▶ _INPUT DATA_
■ ■ ■ ■ ■ ■ ■
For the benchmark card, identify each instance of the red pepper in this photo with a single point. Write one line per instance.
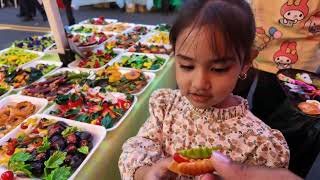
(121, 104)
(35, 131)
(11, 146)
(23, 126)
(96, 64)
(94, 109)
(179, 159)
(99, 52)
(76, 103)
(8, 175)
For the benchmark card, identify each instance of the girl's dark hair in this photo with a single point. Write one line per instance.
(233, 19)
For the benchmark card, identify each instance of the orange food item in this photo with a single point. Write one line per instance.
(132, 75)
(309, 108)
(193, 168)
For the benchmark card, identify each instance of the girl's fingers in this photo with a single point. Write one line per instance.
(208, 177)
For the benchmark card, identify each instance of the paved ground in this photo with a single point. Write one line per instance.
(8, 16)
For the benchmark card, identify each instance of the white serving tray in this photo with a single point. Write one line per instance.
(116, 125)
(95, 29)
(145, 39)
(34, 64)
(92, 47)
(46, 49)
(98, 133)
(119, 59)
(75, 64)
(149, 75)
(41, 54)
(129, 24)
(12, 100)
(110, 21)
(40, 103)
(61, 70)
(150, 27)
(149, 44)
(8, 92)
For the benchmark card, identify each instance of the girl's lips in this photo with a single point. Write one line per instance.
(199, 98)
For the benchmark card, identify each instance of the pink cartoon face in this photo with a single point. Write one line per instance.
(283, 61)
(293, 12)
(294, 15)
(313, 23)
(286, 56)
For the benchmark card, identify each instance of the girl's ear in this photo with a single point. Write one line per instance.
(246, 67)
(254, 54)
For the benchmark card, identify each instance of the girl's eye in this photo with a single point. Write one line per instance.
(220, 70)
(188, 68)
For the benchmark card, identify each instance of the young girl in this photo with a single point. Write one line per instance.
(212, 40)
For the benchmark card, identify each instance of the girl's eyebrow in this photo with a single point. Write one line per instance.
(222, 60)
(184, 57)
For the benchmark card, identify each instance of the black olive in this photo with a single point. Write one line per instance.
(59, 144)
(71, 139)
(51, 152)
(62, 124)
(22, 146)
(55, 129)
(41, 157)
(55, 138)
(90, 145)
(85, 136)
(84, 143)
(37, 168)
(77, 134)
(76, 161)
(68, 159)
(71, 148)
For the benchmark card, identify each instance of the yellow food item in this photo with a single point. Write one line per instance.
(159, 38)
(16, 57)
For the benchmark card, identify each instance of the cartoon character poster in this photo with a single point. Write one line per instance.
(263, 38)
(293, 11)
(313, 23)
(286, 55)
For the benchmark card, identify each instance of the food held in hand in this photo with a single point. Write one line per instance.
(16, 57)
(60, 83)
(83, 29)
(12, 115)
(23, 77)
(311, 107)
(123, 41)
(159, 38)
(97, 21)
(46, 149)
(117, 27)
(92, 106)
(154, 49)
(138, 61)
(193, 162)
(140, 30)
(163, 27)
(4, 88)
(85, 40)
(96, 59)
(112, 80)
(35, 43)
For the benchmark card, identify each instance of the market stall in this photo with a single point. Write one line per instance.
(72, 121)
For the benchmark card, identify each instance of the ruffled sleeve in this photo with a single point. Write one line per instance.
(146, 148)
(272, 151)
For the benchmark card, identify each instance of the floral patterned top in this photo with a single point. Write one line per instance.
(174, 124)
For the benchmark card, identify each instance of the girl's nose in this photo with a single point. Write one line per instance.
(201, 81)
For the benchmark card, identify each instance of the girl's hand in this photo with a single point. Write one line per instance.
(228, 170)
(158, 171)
■ ■ ■ ■ ■ ■ ■
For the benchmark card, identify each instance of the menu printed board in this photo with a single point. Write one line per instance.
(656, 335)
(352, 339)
■ ■ ■ ■ ■ ■ ■
▶ _EXERCISE BRIEF_
Pick out each line of the material above that contains the word "item", and copy those lines.

▶ _THE SOLUTION_
For the benchmark card, identify each instance of the orange food item in this photo with a single point. Write one line per instance.
For the benchmark card, identify each instance of the yellow food item in this photo with a single point. Write one line per instance.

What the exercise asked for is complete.